#### Provided data:
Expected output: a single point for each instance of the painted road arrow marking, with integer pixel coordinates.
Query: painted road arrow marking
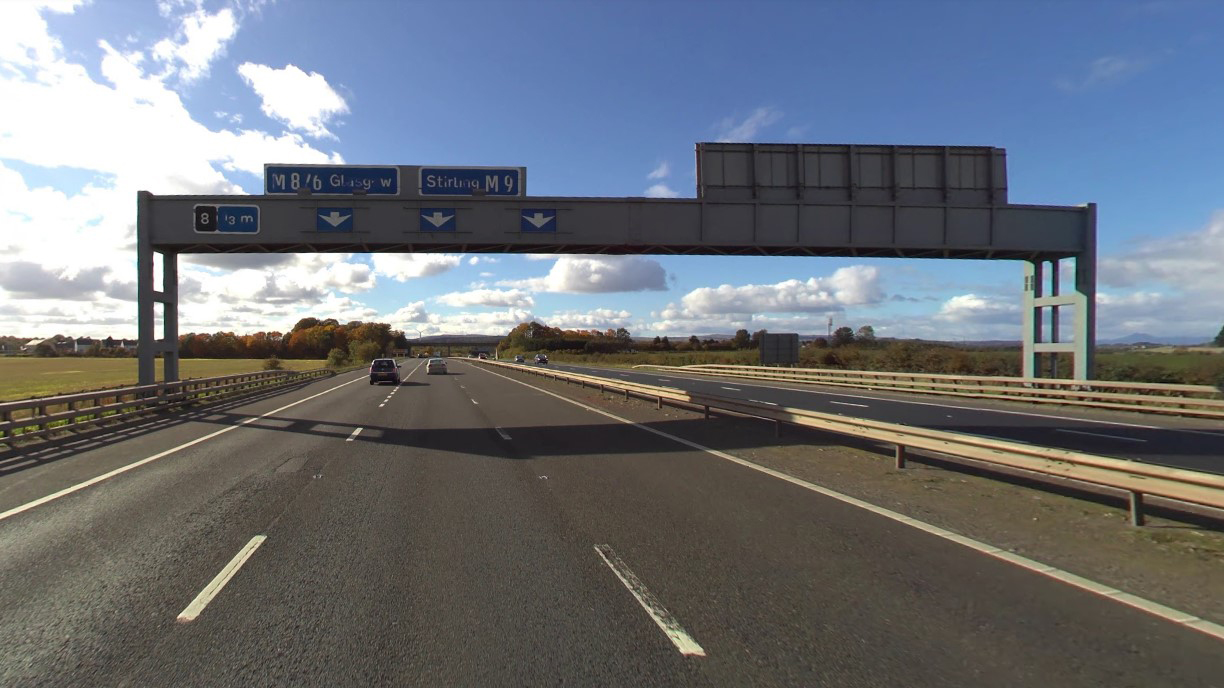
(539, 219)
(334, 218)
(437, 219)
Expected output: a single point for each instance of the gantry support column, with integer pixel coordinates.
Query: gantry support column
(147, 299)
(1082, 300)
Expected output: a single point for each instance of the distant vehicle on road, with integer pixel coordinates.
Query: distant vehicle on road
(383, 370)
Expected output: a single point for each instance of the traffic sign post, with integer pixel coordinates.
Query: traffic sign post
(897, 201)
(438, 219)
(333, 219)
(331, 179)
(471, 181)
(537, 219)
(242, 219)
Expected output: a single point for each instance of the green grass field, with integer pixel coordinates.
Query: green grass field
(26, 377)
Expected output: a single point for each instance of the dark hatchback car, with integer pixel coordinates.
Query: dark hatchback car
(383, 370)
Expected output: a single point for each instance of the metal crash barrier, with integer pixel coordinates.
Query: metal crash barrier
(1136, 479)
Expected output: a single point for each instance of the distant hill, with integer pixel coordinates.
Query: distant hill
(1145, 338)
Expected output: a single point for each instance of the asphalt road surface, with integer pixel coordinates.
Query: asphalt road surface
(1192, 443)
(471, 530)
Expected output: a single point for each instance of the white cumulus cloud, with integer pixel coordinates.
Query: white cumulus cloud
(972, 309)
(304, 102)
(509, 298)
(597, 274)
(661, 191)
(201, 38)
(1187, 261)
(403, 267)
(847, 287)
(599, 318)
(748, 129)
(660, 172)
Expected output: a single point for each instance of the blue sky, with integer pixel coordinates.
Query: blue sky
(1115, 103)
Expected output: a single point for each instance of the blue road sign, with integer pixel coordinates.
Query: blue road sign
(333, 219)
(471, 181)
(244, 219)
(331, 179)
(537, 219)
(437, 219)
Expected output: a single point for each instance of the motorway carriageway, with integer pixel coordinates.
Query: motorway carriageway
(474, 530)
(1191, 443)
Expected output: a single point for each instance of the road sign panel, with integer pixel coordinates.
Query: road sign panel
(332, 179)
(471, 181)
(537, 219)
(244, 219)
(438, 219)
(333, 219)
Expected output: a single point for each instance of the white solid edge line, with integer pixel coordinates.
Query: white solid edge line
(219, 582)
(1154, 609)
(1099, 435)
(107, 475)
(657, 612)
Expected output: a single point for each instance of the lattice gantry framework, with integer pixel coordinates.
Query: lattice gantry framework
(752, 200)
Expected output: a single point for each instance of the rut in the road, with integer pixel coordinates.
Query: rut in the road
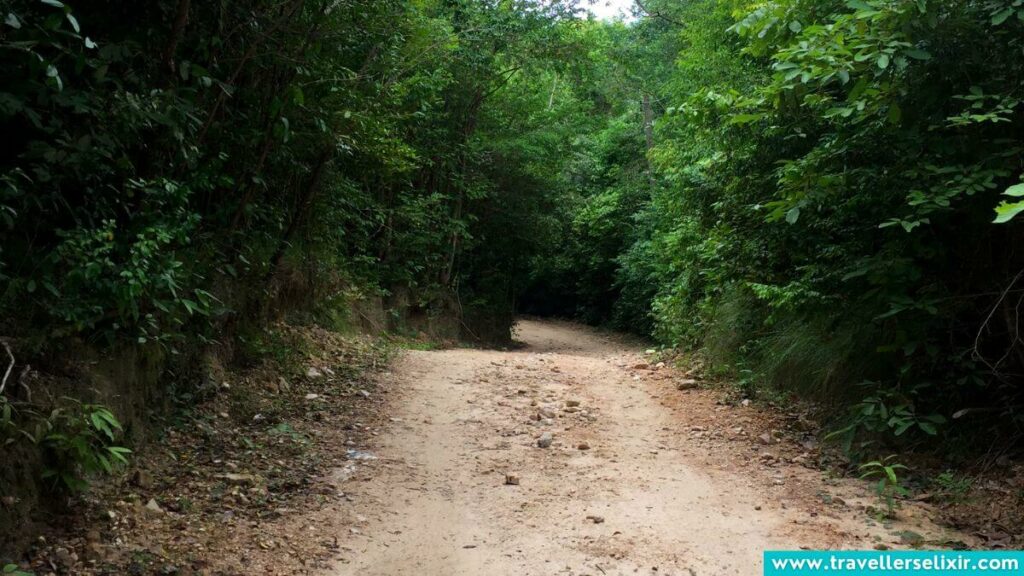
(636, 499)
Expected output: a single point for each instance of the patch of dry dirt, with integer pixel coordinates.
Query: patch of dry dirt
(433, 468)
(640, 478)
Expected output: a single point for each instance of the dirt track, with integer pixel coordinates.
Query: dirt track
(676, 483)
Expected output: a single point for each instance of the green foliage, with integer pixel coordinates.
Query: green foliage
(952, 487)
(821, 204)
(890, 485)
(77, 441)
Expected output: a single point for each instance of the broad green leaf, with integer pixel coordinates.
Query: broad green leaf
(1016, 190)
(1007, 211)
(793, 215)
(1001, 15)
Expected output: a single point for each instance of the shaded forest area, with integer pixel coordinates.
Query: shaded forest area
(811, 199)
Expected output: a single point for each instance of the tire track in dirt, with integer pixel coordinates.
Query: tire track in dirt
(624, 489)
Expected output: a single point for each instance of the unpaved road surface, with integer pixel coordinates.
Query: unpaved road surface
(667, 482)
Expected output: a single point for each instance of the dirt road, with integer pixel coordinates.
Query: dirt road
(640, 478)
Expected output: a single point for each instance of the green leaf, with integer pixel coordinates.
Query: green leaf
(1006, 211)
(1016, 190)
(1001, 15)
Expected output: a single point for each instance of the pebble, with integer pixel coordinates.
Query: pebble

...

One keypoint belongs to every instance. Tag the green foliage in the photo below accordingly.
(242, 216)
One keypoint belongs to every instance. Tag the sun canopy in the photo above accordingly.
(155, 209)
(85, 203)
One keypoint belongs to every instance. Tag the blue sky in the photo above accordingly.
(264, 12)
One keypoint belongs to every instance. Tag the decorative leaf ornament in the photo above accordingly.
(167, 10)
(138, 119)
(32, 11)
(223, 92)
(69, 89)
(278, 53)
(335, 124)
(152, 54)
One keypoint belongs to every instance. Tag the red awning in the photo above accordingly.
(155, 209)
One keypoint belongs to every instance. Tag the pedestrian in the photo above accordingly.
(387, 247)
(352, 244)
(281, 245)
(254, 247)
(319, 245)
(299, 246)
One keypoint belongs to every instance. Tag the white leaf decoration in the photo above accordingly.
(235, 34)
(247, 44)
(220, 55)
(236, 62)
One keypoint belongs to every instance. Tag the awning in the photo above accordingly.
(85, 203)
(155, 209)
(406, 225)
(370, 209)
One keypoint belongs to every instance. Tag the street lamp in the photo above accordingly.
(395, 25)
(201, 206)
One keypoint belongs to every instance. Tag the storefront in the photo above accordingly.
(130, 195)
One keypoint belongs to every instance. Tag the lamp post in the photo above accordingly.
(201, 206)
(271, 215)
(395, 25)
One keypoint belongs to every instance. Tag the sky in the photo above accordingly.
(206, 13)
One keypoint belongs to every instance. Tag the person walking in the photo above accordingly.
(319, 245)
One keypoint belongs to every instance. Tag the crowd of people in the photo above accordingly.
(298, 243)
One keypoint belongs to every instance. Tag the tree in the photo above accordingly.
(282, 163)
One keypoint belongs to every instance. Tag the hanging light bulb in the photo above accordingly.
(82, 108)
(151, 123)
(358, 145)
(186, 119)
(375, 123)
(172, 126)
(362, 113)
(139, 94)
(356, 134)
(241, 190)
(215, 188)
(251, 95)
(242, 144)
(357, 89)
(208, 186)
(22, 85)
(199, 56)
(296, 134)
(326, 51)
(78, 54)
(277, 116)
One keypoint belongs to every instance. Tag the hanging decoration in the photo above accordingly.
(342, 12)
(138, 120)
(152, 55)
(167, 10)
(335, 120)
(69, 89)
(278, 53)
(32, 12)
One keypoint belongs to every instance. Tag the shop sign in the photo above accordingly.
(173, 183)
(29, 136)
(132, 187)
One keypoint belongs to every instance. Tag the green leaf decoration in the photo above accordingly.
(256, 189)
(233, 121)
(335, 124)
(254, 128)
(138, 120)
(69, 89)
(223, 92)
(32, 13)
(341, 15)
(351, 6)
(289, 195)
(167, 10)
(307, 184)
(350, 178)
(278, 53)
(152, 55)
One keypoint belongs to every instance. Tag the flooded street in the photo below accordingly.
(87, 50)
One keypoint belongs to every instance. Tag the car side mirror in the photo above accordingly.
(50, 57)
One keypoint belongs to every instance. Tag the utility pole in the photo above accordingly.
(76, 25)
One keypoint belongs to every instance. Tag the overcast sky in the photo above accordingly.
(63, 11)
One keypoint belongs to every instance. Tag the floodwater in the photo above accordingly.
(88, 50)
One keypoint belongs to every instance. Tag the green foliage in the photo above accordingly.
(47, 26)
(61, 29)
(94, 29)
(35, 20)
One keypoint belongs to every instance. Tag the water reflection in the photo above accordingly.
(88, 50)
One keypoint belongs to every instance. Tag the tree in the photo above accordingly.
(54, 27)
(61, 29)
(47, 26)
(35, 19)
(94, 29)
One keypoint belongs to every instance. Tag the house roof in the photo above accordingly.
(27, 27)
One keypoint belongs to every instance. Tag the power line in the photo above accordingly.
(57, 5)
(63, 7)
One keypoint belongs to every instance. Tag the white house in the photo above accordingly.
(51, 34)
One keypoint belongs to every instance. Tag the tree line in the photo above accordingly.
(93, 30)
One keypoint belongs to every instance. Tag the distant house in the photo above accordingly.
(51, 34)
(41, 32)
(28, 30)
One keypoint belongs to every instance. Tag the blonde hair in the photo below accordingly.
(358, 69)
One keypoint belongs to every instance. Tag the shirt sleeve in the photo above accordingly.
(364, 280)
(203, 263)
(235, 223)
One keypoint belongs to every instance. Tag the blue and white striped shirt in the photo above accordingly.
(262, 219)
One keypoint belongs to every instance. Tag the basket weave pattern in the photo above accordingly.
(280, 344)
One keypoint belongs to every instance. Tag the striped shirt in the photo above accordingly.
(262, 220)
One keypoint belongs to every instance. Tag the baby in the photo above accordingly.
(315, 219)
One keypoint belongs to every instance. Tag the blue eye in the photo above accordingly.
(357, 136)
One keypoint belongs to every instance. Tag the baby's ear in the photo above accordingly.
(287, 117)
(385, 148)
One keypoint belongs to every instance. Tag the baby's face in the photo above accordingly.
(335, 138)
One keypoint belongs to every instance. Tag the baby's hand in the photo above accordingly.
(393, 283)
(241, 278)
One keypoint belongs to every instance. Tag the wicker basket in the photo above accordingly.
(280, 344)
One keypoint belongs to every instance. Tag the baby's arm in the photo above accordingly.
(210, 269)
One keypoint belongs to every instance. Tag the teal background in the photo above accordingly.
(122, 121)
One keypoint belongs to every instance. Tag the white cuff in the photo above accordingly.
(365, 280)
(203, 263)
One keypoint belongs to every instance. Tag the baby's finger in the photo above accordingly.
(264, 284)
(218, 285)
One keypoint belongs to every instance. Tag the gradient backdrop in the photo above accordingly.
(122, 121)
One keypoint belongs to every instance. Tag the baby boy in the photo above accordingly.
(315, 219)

--

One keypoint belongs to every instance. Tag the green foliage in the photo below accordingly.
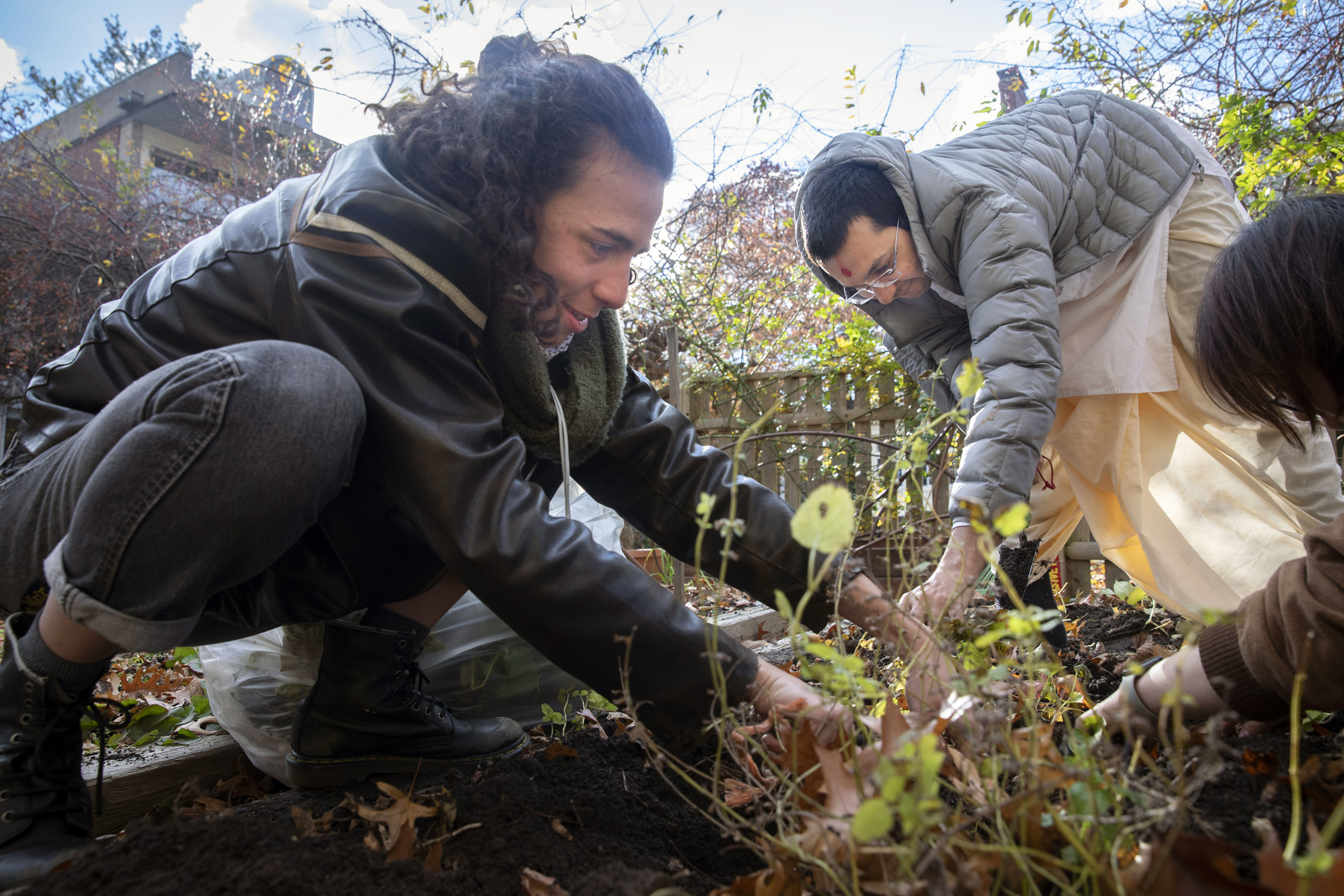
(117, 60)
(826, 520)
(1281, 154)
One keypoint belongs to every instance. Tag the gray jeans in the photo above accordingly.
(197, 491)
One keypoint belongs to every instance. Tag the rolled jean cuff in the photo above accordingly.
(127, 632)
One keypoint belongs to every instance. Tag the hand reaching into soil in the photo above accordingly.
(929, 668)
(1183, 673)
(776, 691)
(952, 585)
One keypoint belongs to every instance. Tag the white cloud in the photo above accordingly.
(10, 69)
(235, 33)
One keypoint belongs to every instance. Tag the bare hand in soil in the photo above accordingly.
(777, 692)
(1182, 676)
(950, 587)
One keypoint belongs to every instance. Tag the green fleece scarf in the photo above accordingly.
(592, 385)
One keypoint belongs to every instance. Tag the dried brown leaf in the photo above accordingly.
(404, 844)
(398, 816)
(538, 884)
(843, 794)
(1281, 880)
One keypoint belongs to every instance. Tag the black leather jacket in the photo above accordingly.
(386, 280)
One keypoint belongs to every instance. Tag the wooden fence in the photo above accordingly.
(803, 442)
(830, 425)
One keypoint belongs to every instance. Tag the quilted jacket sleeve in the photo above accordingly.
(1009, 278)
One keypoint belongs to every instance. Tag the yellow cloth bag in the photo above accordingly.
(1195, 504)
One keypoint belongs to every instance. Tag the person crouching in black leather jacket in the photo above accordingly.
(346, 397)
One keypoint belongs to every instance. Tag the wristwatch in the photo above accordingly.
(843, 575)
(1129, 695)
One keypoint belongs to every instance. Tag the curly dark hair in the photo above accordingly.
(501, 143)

#### Exercise directions:
Lines, not occurrences, are what count: report how many lines of the records above include the word "pebble", and nothing else.

#### Output of the task:
2